Exercise:
From the entries below, extract every line that includes the word "query".

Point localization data

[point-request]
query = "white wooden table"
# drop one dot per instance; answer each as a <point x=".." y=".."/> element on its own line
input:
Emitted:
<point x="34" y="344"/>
==
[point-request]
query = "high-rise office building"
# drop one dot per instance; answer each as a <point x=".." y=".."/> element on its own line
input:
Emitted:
* * *
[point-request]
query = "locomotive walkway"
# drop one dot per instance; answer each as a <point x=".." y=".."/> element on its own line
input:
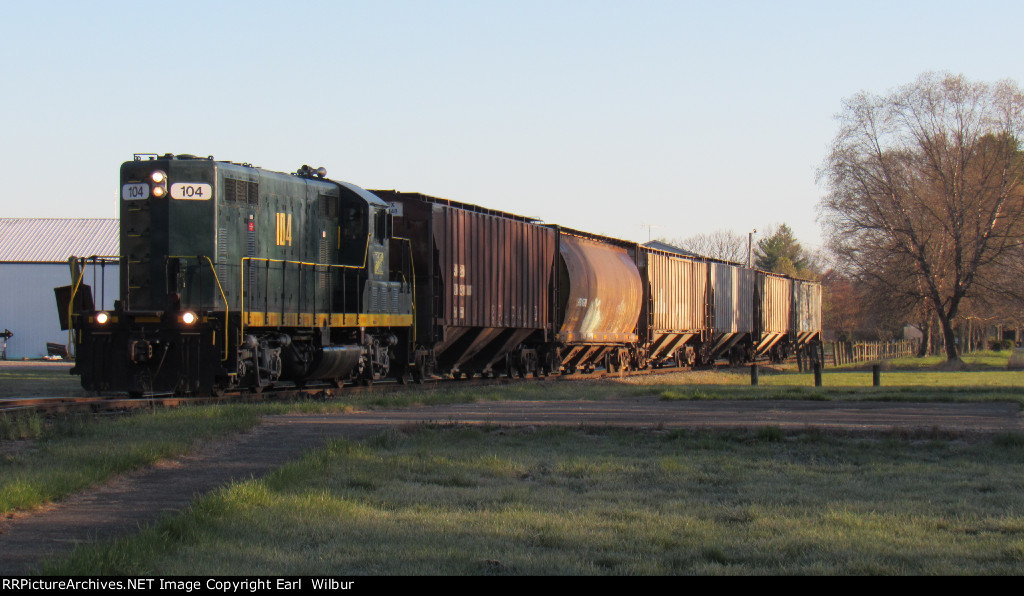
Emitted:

Task solution:
query = "white wooden table"
query = "high-rise office building"
query = "locomotive walkway"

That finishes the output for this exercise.